> Exercise requirements
Return the whole listing, line for line, without the pictures in it.

> Extracted information
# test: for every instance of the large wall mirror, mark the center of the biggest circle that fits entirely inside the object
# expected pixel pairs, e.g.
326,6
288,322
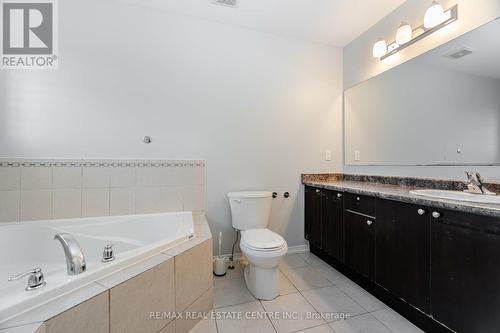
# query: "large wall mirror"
441,108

> Result of this exercise
# test: for every instance of the large wall mirror, mark the center of the biggest circle that fits entirely inside the object
# expected pixel pairs, e.g.
326,6
288,322
# query: "large wall mirror"
441,108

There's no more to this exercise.